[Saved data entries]
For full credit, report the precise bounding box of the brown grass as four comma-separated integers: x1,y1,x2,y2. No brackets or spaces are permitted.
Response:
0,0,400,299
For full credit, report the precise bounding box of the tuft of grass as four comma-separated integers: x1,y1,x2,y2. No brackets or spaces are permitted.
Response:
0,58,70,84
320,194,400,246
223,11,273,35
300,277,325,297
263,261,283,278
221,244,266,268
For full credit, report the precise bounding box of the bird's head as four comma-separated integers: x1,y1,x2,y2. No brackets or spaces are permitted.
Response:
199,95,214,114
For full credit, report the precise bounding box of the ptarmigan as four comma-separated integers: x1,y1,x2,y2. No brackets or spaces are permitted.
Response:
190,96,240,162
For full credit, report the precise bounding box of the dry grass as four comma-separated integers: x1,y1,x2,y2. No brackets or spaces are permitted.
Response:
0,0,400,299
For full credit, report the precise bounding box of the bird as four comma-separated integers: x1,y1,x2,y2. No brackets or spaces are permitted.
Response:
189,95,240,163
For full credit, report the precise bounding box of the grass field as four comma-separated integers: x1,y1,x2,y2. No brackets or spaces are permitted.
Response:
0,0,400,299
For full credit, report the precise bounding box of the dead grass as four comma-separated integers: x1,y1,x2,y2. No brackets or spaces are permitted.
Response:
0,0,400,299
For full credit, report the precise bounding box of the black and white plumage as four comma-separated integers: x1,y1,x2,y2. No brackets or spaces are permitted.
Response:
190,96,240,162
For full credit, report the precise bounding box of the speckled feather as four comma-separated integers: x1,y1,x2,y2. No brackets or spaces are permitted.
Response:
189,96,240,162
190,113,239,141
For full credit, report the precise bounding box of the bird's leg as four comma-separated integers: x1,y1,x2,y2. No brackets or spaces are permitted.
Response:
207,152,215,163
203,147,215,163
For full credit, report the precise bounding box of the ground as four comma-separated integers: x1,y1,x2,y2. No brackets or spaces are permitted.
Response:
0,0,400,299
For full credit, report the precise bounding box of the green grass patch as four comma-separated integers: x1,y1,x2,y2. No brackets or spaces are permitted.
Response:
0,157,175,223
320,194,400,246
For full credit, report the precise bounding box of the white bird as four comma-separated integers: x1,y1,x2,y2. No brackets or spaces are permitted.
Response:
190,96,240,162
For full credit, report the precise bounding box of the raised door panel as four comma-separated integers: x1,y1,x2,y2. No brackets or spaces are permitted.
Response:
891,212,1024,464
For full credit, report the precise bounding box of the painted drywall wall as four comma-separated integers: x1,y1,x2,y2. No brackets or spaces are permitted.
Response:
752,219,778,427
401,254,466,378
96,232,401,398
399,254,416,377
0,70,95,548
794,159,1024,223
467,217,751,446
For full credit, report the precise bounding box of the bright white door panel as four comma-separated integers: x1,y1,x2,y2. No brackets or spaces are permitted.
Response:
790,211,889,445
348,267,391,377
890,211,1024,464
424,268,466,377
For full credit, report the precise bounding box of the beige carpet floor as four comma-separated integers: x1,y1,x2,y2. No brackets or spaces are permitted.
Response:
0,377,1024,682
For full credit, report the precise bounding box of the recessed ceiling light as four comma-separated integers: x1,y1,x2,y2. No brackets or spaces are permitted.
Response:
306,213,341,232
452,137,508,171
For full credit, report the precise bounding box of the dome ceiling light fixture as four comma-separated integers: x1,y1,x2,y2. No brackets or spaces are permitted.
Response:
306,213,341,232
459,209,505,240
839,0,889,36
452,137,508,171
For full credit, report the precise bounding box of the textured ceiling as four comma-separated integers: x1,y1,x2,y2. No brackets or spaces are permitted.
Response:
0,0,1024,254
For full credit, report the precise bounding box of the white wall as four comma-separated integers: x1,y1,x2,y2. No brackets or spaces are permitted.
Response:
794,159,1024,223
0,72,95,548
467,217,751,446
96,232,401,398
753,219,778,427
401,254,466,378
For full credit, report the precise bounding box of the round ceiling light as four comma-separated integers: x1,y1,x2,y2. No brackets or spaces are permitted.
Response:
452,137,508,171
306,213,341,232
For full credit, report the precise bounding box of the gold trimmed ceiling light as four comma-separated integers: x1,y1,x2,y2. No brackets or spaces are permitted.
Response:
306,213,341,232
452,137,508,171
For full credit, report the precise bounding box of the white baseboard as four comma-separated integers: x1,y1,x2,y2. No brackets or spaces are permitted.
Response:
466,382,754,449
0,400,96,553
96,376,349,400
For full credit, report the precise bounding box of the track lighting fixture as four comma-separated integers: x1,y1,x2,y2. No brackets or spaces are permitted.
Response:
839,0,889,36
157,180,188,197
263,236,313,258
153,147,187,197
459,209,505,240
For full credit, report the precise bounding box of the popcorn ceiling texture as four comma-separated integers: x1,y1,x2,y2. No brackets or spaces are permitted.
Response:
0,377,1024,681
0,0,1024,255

◆ GOAL OF THE EXERCISE ◆
Copy every line above word for word, without changing anything.

◆ SOLUTION TO THE EXERCISE ◆
For full credit, report the precise bounding box of the brown grass as four comma-separated integers: x1,y1,x2,y2. No brackets or spaces are permitted.
Response:
0,0,400,299
For full credit, report the precise bounding box of the tuft of grass as four comma-separated integers: x1,y1,x2,y2. No brackets or spaces are permitted.
Response:
0,58,70,84
320,194,400,246
223,11,273,35
300,277,325,297
263,261,283,278
221,244,266,268
For full credit, report the precise bounding box of the bird's head as four comma-separated integers: x1,y1,x2,y2. No brackets or spaces are permitted.
Response:
199,95,214,114
For full credit, report the precise bounding box of the ptarmigan as four comma-separated integers: x1,y1,x2,y2. No brackets or spaces are permitted.
Response:
190,96,240,162
For full credit, report the precise bounding box of the dry grass as four comma-separated integers: x1,y1,x2,y2. No brackets or spaces are permitted.
Response:
0,0,400,299
For full credit, report the precise bounding box of the bird as four comma-separated integers: x1,y1,x2,y2. No brackets or spaces are permitted.
Response:
189,95,240,163
For full credit, report the precise bounding box of the grass field as four comma-separated integers: x1,y1,x2,y2. No brackets or spaces are permitted.
Response:
0,0,400,299
For full credit, report the precise bounding box of the dead grass as four comma-separated integers: x1,y1,x2,y2. No brackets or spaces are permitted.
Response:
0,0,400,299
For full credit, report the precise bounding box of the black and white plumage as four comma-separated integers: x1,y1,x2,y2. No brackets or spaces are permitted.
Response:
190,96,240,162
For full credit, report the precise bounding box of the speckled feather as four comma-separated integers: x1,y1,x2,y2. No brackets or spaces are permitted.
Response:
189,96,240,162
190,113,239,141
For full credit, report the precise bounding box of the bird's leg as four comma-separated integers: x1,y1,x2,y2. No brackets or spaces are permitted.
Response:
207,152,215,163
203,147,215,163
For full credit, report the precise bounding box of the ground as four comma-separated integers: x1,y1,x2,y2. No brackets or spaces are permitted.
Response:
0,0,400,299
For full credit, report the precise bounding box of the green grass patch as four comma-separated integers: x1,y1,x2,y2. No brackets or spaces are permitted.
Response:
0,157,175,223
320,194,400,246
For full credit, report the precise bounding box of the white bird as four comma-separated integers: x1,y1,x2,y2. No brackets or spaces are permitted.
Response:
190,96,240,162
For full credit, report the precise bounding box of the raised door panel as four comma-separated integers: x1,y1,x2,y2. No brackets or spaces are permitted.
Response:
891,212,1024,464
For full credit, report the precise bounding box of the painted drywall wall as four comma-separated integers: x1,y1,x2,y2. No brackets or spaces are permitted.
Response:
752,219,778,427
401,254,466,378
96,232,401,398
399,254,416,377
0,70,95,548
794,159,1024,223
467,217,751,446
For full credit, report the precise bounding box of the bright white door panel as four comma-separated integers: x1,y1,x2,y2. No brackets or spaces are permitted.
Response:
790,211,889,445
348,267,391,377
890,211,1024,464
424,268,466,377
For full credit, report the precise bounding box of the beige carpet floor as four comma-separated integers: x1,y1,x2,y2. No brackets or spaces are permitted.
Response:
0,377,1024,682
For full credit, report the precise bounding box of the recessed ceiling light as four comma-separated integers: x1,y1,x2,y2. No brackets or spaces are permitted.
Response:
306,213,341,232
452,137,508,171
For full credit, report the precise bounding box of the dome ceiling light fixture as four comma-separated integers: x1,y1,x2,y2. No brackets or spaces are permitted.
Response:
306,213,341,232
459,209,505,240
839,0,889,36
452,137,508,171
For full credit, report the precise bounding box of the textured ceiling as four comma-separated integers: x1,y1,x2,y2. No brackets or spaces are permitted.
Response:
0,0,1024,254
For full credit, report the precise bounding box of the white wall as four comma-separated integers: x1,y1,x2,y2. No brackets or spaces are permitted.
Response:
794,159,1024,223
0,72,95,548
467,217,751,446
96,232,401,398
753,219,778,427
401,254,466,378
For full credit, report the precise bounding box of the round ceiling light as four comma-separated integers: x1,y1,x2,y2. No brackets or spaces are permitted.
Response:
452,137,508,171
306,213,341,232
For full credit, report the precise bounding box of the gold trimmed ceiling light as four comma-separated integers: x1,y1,x2,y2. No brackets or spaces are permitted.
Response:
306,213,341,232
452,137,508,171
For full credit, report the precise bounding box of the white baseboard as four comma-separated integers: x1,y1,x2,y2. No brackets or spaces are permitted.
Response:
466,382,754,449
0,400,96,553
96,376,349,400
For full credit, report the precise bounding box of the track lighting fixture as four comma-separated integers: x1,y1,x2,y2. No brackets or spaces are permitted.
Response:
839,0,889,36
157,180,188,197
263,236,313,258
153,147,187,197
459,209,505,240
For full credit, report the precise bounding box of the popcorn ceiling texture as four comma-separated integers: x1,y1,x2,y2. No brackets or spaces are permitted.
Response:
0,377,1024,681
0,0,1024,255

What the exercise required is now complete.